THE INPUT:
= = = = = = =

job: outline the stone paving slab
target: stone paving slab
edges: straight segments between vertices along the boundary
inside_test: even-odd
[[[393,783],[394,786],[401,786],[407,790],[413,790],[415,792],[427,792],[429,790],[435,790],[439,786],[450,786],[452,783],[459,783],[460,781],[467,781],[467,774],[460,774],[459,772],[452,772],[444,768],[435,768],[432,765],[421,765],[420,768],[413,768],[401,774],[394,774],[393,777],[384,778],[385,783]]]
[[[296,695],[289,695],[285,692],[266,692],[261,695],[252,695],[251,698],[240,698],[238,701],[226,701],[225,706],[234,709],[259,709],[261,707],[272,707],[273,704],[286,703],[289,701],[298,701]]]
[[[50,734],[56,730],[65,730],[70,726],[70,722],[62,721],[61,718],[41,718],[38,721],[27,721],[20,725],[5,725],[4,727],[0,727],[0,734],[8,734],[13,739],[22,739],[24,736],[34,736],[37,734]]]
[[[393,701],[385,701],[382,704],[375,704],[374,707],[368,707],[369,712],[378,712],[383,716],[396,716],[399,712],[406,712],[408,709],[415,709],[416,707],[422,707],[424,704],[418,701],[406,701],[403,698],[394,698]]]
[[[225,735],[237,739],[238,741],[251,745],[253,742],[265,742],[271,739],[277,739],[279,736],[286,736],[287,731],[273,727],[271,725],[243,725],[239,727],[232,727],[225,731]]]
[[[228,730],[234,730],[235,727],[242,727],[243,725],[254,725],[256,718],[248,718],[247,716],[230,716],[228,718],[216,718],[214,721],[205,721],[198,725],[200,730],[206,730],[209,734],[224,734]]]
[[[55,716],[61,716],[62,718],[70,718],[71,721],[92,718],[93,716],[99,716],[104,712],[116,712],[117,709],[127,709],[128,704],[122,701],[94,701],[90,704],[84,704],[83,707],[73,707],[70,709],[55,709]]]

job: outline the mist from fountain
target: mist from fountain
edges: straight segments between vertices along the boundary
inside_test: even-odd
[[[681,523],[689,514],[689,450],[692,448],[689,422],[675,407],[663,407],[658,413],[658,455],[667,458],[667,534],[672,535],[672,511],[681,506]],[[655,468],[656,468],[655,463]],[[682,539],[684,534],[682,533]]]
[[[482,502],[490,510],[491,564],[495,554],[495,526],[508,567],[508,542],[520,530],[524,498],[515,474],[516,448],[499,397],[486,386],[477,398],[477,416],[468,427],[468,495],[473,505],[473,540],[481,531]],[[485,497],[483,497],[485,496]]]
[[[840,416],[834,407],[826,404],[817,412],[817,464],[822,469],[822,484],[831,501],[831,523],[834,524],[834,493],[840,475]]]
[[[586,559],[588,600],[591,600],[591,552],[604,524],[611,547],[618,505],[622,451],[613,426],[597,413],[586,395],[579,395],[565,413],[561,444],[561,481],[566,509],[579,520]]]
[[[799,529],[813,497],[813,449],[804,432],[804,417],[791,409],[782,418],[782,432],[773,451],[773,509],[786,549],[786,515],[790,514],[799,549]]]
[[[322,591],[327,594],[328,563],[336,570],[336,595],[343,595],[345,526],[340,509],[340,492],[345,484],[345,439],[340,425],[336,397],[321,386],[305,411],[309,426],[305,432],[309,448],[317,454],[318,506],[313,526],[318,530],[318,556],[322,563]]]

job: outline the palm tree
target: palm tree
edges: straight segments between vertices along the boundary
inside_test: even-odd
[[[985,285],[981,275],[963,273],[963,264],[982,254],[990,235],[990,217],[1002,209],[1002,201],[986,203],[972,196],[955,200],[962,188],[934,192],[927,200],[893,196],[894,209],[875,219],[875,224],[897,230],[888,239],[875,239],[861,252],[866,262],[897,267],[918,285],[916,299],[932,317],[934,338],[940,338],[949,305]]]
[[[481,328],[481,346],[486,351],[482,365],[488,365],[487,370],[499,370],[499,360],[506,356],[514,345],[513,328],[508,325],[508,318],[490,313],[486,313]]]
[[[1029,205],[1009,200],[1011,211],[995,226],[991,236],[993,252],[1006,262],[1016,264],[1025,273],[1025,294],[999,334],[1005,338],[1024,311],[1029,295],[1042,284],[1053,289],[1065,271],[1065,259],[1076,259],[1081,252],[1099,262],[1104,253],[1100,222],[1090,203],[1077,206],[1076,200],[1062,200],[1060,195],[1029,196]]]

= = = = = = =

GIVEN REQUEST:
Rewrite all the records above with "target" swapped for "object" wherever it appears, keeping everything else the same.

RESULT OF THIS EXERCISE:
job: outline the stone paving slab
object: stone paving slab
edges: straight segments between vertices along the boundary
inside_test: even-odd
[[[393,783],[394,786],[401,786],[407,790],[413,790],[415,792],[427,792],[429,790],[435,790],[439,786],[450,786],[452,783],[459,783],[460,781],[467,781],[467,774],[460,774],[459,772],[452,772],[444,768],[435,768],[432,765],[421,765],[420,768],[413,768],[401,774],[394,774],[393,777],[384,778],[385,783]]]
[[[296,695],[289,695],[285,692],[266,692],[261,695],[252,695],[251,698],[240,698],[238,701],[226,701],[225,706],[234,709],[259,709],[261,707],[272,707],[273,704],[286,703],[289,701],[298,701]]]
[[[50,734],[56,730],[65,730],[70,726],[70,722],[62,721],[61,718],[41,718],[38,721],[27,721],[20,725],[5,725],[4,727],[0,727],[0,734],[8,734],[13,739],[22,739],[24,736],[34,736],[37,734]]]
[[[393,701],[385,701],[382,704],[375,704],[374,707],[368,707],[369,712],[378,712],[383,716],[396,716],[399,712],[406,712],[408,709],[415,709],[416,707],[422,707],[424,704],[418,701],[406,701],[403,698],[394,698]]]
[[[225,735],[237,739],[238,741],[251,745],[253,742],[265,742],[271,739],[277,739],[279,736],[286,736],[287,731],[273,727],[271,725],[243,725],[239,727],[232,727],[225,731]]]
[[[228,730],[234,730],[235,727],[242,727],[243,725],[254,725],[256,718],[248,718],[247,716],[230,716],[228,718],[216,718],[214,721],[205,721],[198,725],[200,730],[206,730],[209,734],[224,734]]]
[[[55,716],[61,716],[62,718],[70,718],[71,721],[92,718],[93,716],[99,716],[104,712],[116,712],[117,709],[127,709],[128,704],[122,701],[94,701],[90,704],[84,704],[83,707],[73,707],[70,709],[55,709]]]

job: outline the mist from fountain
object: mist from fountain
edges: straight segments between vertices along the boundary
inside_test: even-odd
[[[681,523],[689,514],[689,450],[692,448],[689,422],[675,407],[663,407],[658,413],[658,455],[667,458],[667,534],[672,535],[672,511],[681,506]],[[655,468],[656,468],[655,463]],[[682,539],[684,534],[682,533]]]
[[[482,502],[490,510],[491,564],[495,554],[495,526],[508,567],[508,542],[520,530],[524,498],[515,474],[516,448],[499,397],[486,386],[477,398],[477,416],[468,427],[468,495],[473,505],[473,540],[481,531]],[[485,497],[483,497],[485,496]]]
[[[840,416],[834,407],[826,404],[817,412],[817,464],[822,469],[822,484],[831,501],[831,523],[834,524],[834,493],[840,475]]]
[[[586,559],[588,600],[591,600],[591,552],[604,524],[611,547],[618,505],[622,451],[613,426],[597,413],[586,395],[579,395],[565,413],[561,444],[561,481],[566,509],[579,520]]]
[[[799,529],[813,497],[813,449],[804,432],[804,417],[791,409],[782,418],[782,432],[773,451],[773,509],[786,549],[786,515],[790,514],[799,549]]]
[[[322,591],[327,594],[328,563],[336,570],[336,595],[343,595],[345,526],[340,509],[340,492],[345,484],[345,439],[340,425],[336,397],[321,386],[305,411],[309,426],[305,432],[309,448],[317,454],[318,506],[313,526],[318,530],[318,556],[322,563]]]

job: outline the palm tree
object: palm tree
edges: straight segments between vertices along the boundary
inside_test: even-odd
[[[985,285],[981,275],[963,273],[963,264],[982,254],[990,235],[990,217],[1002,209],[1002,201],[986,203],[972,196],[955,200],[962,188],[934,192],[927,200],[893,196],[894,209],[875,219],[875,224],[897,230],[888,239],[875,239],[861,252],[866,262],[897,267],[918,285],[916,299],[932,317],[934,338],[940,338],[949,305]]]
[[[481,328],[481,346],[486,351],[482,365],[488,365],[487,370],[499,370],[499,360],[506,356],[514,345],[513,328],[508,325],[508,318],[490,313],[486,313]]]
[[[1029,205],[1009,200],[1011,211],[995,226],[991,236],[993,252],[1006,262],[1016,264],[1025,273],[1025,294],[999,334],[1005,338],[1024,311],[1029,295],[1042,284],[1053,289],[1065,271],[1065,259],[1076,259],[1081,252],[1099,262],[1104,253],[1100,222],[1090,203],[1077,206],[1076,200],[1062,200],[1060,195],[1029,196]]]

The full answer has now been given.